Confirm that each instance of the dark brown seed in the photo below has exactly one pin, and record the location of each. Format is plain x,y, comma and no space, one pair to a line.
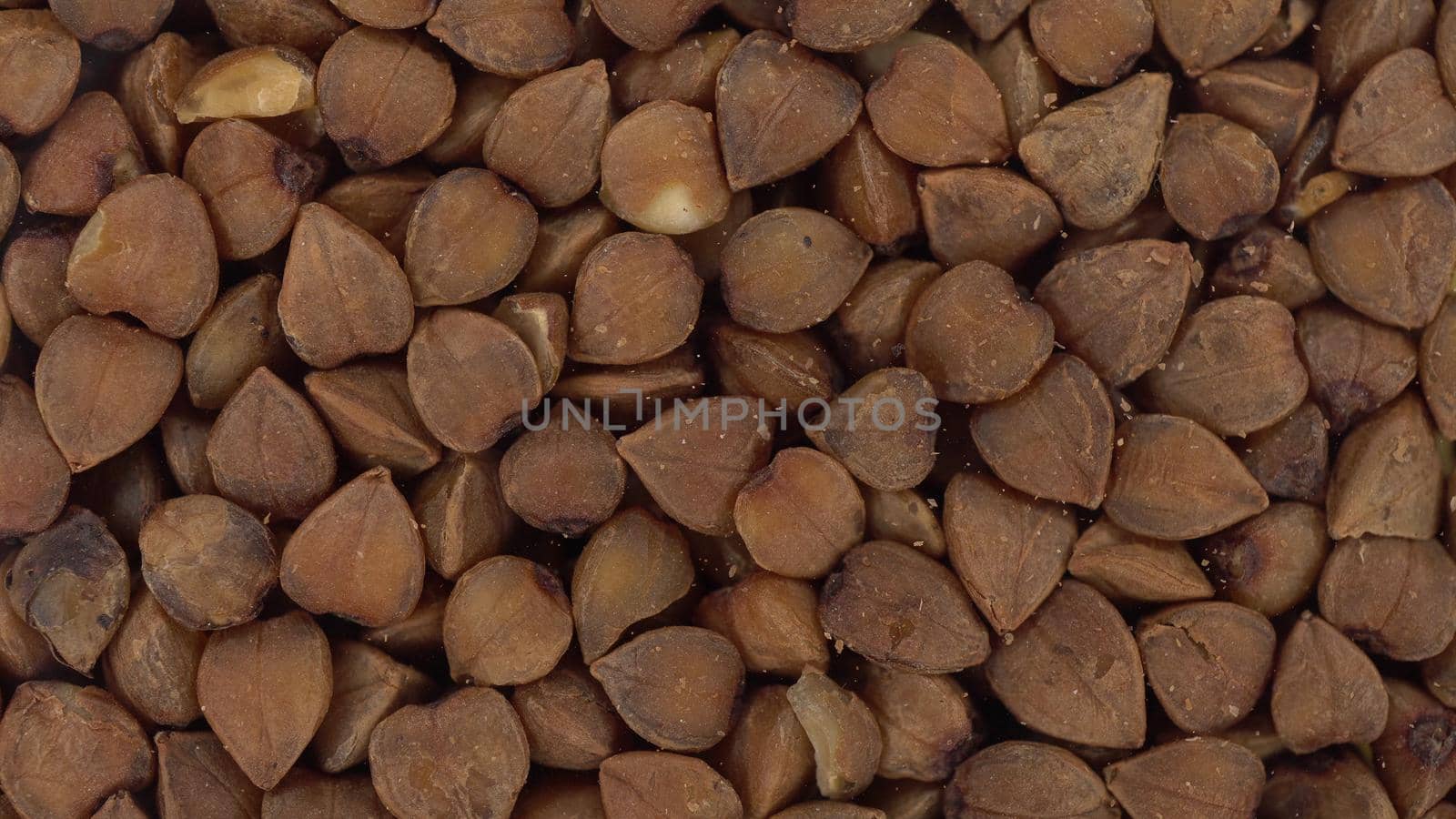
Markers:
72,584
790,268
196,777
1208,373
266,688
152,662
342,293
936,106
507,622
1270,561
252,184
686,73
1099,194
1414,756
766,755
571,104
1388,475
35,474
674,687
506,38
986,215
162,271
472,379
98,361
288,477
44,66
695,460
1055,438
1400,121
1269,263
1201,147
1392,596
1327,691
975,339
208,562
1337,783
1117,308
1206,34
642,783
1128,567
1074,672
468,238
1091,44
369,410
1200,775
1354,35
1273,98
368,687
240,334
781,109
1385,252
903,610
462,513
87,153
1176,480
92,746
800,513
570,720
251,84
357,555
774,622
1208,662
635,299
480,775
1356,365
1008,548
380,118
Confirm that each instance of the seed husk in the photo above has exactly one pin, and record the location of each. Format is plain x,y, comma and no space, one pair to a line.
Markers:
936,106
1074,672
903,610
1117,307
207,560
642,783
772,620
266,688
160,271
814,106
482,777
1414,756
89,153
267,410
470,235
572,104
95,748
152,661
506,38
676,687
1096,196
1009,550
470,378
1128,567
99,361
1213,487
1325,691
359,554
570,720
1194,775
635,299
46,63
252,184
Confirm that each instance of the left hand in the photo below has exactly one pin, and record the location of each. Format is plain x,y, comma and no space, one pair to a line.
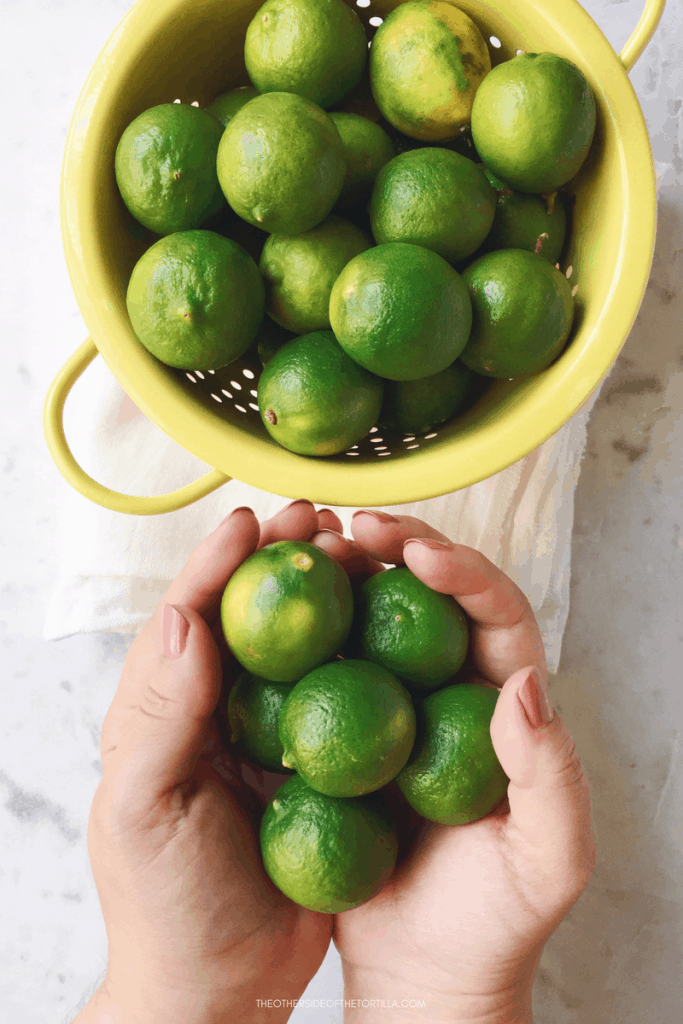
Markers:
197,931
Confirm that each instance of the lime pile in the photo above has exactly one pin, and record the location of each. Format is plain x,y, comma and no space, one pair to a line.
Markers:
417,247
347,692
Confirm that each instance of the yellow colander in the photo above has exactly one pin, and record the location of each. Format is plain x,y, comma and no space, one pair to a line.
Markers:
191,50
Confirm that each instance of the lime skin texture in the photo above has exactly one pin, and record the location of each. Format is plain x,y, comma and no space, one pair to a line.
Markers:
453,775
196,300
400,311
417,634
166,167
347,728
314,48
426,62
226,104
281,163
314,399
433,198
532,121
368,148
287,609
300,270
523,310
326,853
418,407
253,712
522,221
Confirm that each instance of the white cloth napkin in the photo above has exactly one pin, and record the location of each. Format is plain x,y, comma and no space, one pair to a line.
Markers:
116,567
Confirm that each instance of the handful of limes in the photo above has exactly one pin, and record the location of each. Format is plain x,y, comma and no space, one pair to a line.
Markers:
411,195
347,691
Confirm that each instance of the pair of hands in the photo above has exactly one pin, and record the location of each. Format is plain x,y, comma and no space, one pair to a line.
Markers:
198,933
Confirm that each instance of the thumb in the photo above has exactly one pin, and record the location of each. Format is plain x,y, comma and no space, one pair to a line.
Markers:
550,808
164,735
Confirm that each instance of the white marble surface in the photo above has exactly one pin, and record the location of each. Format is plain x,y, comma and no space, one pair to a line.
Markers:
617,957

**GOAL**
Lay out every line of the entries above as a JSON list of strings, one string per line, with blank lines skipped and the pictures left out.

**ANSWER TO THIS TASK**
[
  "Confirm that each instance of the dark brown seed in the photo below has exactly one pin, and record the location of each. Format is plain x,y, comma and no space, one pair to a line.",
  "Markers:",
  "72,584",
  "790,268",
  "196,777",
  "1208,373",
  "266,688",
  "152,662",
  "342,293",
  "936,106",
  "507,622",
  "1270,561",
  "252,184",
  "686,73",
  "1099,194",
  "1414,756",
  "766,755",
  "571,104",
  "1388,475",
  "35,474",
  "674,687",
  "506,38",
  "986,215",
  "162,271",
  "472,379",
  "98,361",
  "288,477",
  "44,66",
  "695,460",
  "1055,438",
  "1400,121",
  "1269,263",
  "1201,147",
  "1392,596",
  "1327,691",
  "975,339",
  "208,562",
  "1337,783",
  "1117,308",
  "1206,34",
  "642,783",
  "1128,567",
  "1074,672",
  "468,238",
  "1091,44",
  "369,410",
  "1200,775",
  "1354,35",
  "1273,98",
  "368,687",
  "240,334",
  "781,109",
  "1385,252",
  "903,610",
  "462,513",
  "87,153",
  "1176,480",
  "92,746",
  "800,513",
  "570,720",
  "251,84",
  "357,555",
  "774,622",
  "1208,662",
  "635,299",
  "480,775",
  "1356,365",
  "1008,548",
  "380,118",
  "Confirm that each instance of the seed husk in the photo above has exactly one pin, and record the location of each. Format is plain x,y, comma and no space, one pair to a line.",
  "Markers:",
  "936,106",
  "1074,672",
  "903,610",
  "1117,307",
  "207,560",
  "642,783",
  "772,620",
  "266,688",
  "160,271",
  "814,106",
  "482,777",
  "1414,756",
  "89,153",
  "267,410",
  "470,235",
  "572,104",
  "95,748",
  "152,661",
  "506,38",
  "676,687",
  "1096,196",
  "1009,550",
  "470,378",
  "1128,567",
  "99,361",
  "1213,487",
  "1325,691",
  "359,554",
  "570,720",
  "1194,775",
  "635,299",
  "46,63",
  "252,184",
  "Confirm that each instance of the left hand in the photo below has exactly one pin, and record the location of each. Format is plain x,y, comma and no space, one pair to a line.",
  "Markers:",
  "197,931",
  "Confirm that each instance of the lime pile in the photo above has exactly one pin, and record the location of each. Format is plain x,y, comma and no space, one pair to a line.",
  "Markers:",
  "417,247",
  "347,692",
  "Confirm that each instance of the yellow colander in the photo above has exactly one pin, and record the location of each. Format is plain x,y, comma and no space, one pair to a line.",
  "Markers:",
  "191,50",
  "Confirm that each instance of the lime skin texture in the photo above has exactly one pin, and record the location of each. Format is plain x,y, comma and no space, one pair to a line.",
  "Markers:",
  "453,775",
  "196,300",
  "400,311",
  "417,634",
  "166,167",
  "347,728",
  "314,48",
  "426,62",
  "226,104",
  "281,163",
  "314,399",
  "433,198",
  "532,121",
  "368,148",
  "287,609",
  "300,270",
  "523,310",
  "326,853",
  "418,407",
  "253,712",
  "522,221",
  "Confirm that each instance of the white cloth napkin in the photo above has exactly one pin, and record the location of each. Format is plain x,y, comma and no space, one pair to a line.",
  "Markers:",
  "116,567",
  "Confirm that each instance of the handful of limes in the photo above has exactly one pin, and record the location of each. Format is plain x,y, comma and no space, one pair to a line.",
  "Markers:",
  "411,195",
  "347,691",
  "Confirm that each instance of the pair of hands in the photo above has exactly one pin, and record the location of each. Format is plain x,y, comma and no space, one pair to a line.",
  "Markers:",
  "198,933",
  "Confirm that each instance of the thumb in the photo above has exactly one pin, and record the location of each. Format is plain x,y, comma and no space, one pair to a line.",
  "Markers:",
  "550,808",
  "164,735",
  "Confirm that each instance of the white marble surface in the photo above has exactly one pin, and record the location of each. Format is plain x,y, comma and no space, one pair to a line.",
  "Markers:",
  "617,957"
]